* _GIVEN ENTRIES_:
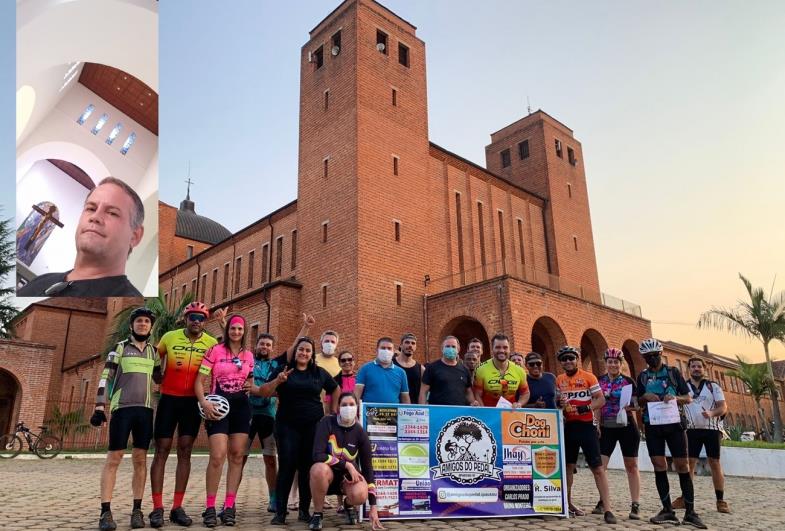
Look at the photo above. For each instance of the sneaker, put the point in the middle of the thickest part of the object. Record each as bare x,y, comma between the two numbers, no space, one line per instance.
157,517
137,519
664,517
106,522
316,522
229,516
209,517
635,511
178,516
694,520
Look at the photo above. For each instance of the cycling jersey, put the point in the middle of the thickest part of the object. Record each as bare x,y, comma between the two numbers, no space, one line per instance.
183,359
577,389
493,384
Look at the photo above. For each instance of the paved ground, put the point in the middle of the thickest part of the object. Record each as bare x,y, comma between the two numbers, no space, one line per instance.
63,494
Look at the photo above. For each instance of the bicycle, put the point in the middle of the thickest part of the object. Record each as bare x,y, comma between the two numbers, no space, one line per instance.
44,445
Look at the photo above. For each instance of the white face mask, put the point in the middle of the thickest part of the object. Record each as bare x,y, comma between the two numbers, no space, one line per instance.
348,413
384,355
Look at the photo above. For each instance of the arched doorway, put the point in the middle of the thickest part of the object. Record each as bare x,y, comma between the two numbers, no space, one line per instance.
547,338
465,329
593,347
631,355
9,400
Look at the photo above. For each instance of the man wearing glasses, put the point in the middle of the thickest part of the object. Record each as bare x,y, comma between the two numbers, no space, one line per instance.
181,354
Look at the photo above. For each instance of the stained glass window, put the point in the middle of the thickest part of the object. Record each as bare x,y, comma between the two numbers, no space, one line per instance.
101,122
114,133
128,143
85,115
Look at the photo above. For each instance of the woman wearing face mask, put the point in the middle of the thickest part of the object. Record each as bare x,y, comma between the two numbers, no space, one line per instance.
446,381
229,367
340,446
299,388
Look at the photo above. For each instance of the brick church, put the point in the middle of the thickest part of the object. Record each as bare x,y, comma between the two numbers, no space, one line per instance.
391,232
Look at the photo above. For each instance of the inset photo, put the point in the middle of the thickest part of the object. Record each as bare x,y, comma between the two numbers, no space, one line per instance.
87,148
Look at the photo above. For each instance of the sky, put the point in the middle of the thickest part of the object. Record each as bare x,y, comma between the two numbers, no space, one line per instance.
678,105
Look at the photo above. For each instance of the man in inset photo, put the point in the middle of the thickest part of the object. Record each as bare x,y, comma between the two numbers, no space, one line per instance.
110,226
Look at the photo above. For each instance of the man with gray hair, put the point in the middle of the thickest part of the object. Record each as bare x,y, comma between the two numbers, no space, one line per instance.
110,226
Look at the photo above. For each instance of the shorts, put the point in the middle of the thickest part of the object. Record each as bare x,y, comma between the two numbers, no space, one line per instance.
237,421
581,435
697,439
181,412
627,436
672,434
125,421
262,425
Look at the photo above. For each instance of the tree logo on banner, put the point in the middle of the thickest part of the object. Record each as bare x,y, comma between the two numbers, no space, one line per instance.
466,452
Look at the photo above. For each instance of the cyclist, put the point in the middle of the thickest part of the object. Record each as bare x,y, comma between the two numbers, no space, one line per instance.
618,425
181,353
126,383
660,383
580,395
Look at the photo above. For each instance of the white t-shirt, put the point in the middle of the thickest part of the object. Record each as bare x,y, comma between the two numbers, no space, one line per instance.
704,397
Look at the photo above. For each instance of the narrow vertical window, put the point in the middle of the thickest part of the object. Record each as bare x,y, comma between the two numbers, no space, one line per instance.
294,250
100,124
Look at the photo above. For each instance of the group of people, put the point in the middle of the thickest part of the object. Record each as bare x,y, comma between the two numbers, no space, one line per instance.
303,407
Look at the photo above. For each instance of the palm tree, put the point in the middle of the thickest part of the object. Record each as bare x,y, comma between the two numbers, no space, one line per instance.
759,318
755,377
165,320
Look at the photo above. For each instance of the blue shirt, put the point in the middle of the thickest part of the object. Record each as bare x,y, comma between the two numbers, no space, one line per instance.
382,384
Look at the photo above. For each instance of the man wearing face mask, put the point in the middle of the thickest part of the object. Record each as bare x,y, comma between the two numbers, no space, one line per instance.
447,379
413,369
381,380
660,383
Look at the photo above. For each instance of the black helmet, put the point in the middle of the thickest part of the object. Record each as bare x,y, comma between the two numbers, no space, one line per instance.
142,312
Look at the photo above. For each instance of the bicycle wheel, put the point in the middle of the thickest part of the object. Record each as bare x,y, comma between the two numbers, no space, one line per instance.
48,446
10,446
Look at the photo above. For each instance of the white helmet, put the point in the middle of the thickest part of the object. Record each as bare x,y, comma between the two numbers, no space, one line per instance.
649,346
220,403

* _TASK_:
Drop the pictures and reproduce the rest of the entries above exactly.

* _SOLUTION_:
Look at the photo above. For each instance of the sneaker, put the point in the middle of the thickest part of the object. Record each as bare x,y, comma between the two numbers, no space, one line per instance.
157,517
137,519
664,517
106,522
316,522
229,516
209,517
635,511
178,516
694,520
Look at the photo above. For each instance of the cycling jersey, put the point in the middle of the thickest part of the object. Record each as bare x,y, comma between the two numbers, no space, one line per instance.
183,359
577,389
493,384
Look at the photo above. For each instance of the paved ground, put the point in the middle of the thickest part of the object. Record each as bare x,y, comma between the two numbers, no space, one line per instance.
63,494
Look at the photo above. For each instance of the bicycle, put the point in the middle of the thickest part of the object. Record each as bare x,y, comma between the two numbers, no space, one line per instance.
44,445
Look at the photo above. For each instance of the white face mask, put the point in the middle of the thickest part of the object. Record each as bare x,y, comma between the two numbers, no space, one line per instance.
348,413
384,355
Look at the photo above. For each instance of the arched doorway, put the point in the middle of the thickest part of the object. Record each as bare x,y, comma between the two numbers, no space, one line per instance.
547,338
465,329
593,347
631,355
9,400
Look at the photo above. For each instance of the man wearing glasses, put the point in the middle of the thickest part of the object. Record each as bare x,y, comma between the two numbers, no space, one line per instance.
181,354
Look at the photo above. For each instance of the stained glass window, put the point in the middle of the thickest part of the object. Record each as bare x,y, comma between the two numbers, no space, one line per instance.
101,122
114,133
128,143
85,115
Look at the photo above. For each instance of the woman wearing face mask, put the point in the middle of the thickest part of the object. Record each as bare x,y, comma between the two numbers, no space, one line per instance.
446,381
229,367
340,446
299,388
Look at the photo above. For each instance of the brick church, put the point in the middle of the thickest part of the object. Record each as bare x,y, comma between the two numbers, no space, one line per instance.
391,232
Look at the photo above. For each instance of the inset photo, put the point in the middle of the thickest part of the object. Record each as bare x,y, comma between the two numbers, no space, one line per instance.
87,148
Look at the photo above. For each instance of the sky, put the point in the middle of the thickest part of the object. Record each as bare x,y, comma between the two numbers, no space, one line per instance.
678,105
Look at the photo above. For each instance of the man in inset photo, put the point in the middle of the thickest part of the object. Record each as bare x,y, comma between the two numbers, no space, one line per instance.
110,226
Look at the photo above. For each instance of the man with gray hair, put the point in the middle of the thickest part of the object. Record each as bare x,y, comma between the two numbers, no space, one line per instance.
110,226
Look at the photo above. For each instance of the shorts, put the point in the middle of the thickest part of the object. Record each as bare x,y, comma between the two numbers, no space, one line per instance.
237,421
581,435
697,439
181,412
627,436
672,434
125,421
262,425
Look at the photo above. For each instance of the tree logo on banner, put the point in the middle of the thickest part of the object. Record each as bare x,y, comma between the two numbers, no space, one line per instance.
466,452
Look at the photo above. For each instance of the cyclist, put the point in the middle of the thickest part of the object. Record each as bare x,y, comma between the two numbers, no space, one line per instance.
618,425
181,353
126,383
660,383
580,395
Look at the photo above. For each instance of the white t-shirt, put the point in the middle of the thickest part of the object. Record each as bare x,y, comma between the two numbers, no space, one line per instance.
704,397
Look at the photo above. For each instance of the narrow vertical window, put the point in the middle of the thickest part of the object. Record each as bare x,y, comma between the two numbers, no space, one line per instance.
294,250
100,124
Look at the photo above. For each instance of the group of people, put the point in the middle of the thickest part of the object. Record each as bare x,y, comma between the two numbers, no space, one line per instance.
303,407
Look at the photo above. For each instance of the palm tree, put the point in the middle of the thickest part of the object. Record each as bare x,y, comma between the two numbers, no space, one line per instance.
759,318
755,377
165,320
Look at the photo above. For each instance of the blue shirt, put the point in the middle of the thickest part of the object. Record each as bare x,y, comma between the two numbers, no space, one line per instance.
382,384
Look at the photo above. For each instance of the man wearing face mask, put the point in the middle of the thickest part of the object. Record each as bare x,y, comma between the two numbers, no space, one line per instance.
447,379
413,369
381,380
660,383
Look at the photo above. For each instance of the black helmet, put the point in the middle of the thickest part of the object. Record each as bare x,y, comma between the two numbers, no space, one line per instance.
142,312
Look at the photo above. For each instance of the bicycle wheel, put the point in the middle of the thickest part of the object. Record each as bare x,y, comma between the two numbers, no space, one line per instance.
48,446
10,446
Look at the photo above. For each instance of the white helmet, put the point in the middle of the thickest part of the object. Record each as bare x,y, comma between the two numbers, no space, one line per instance.
649,346
220,403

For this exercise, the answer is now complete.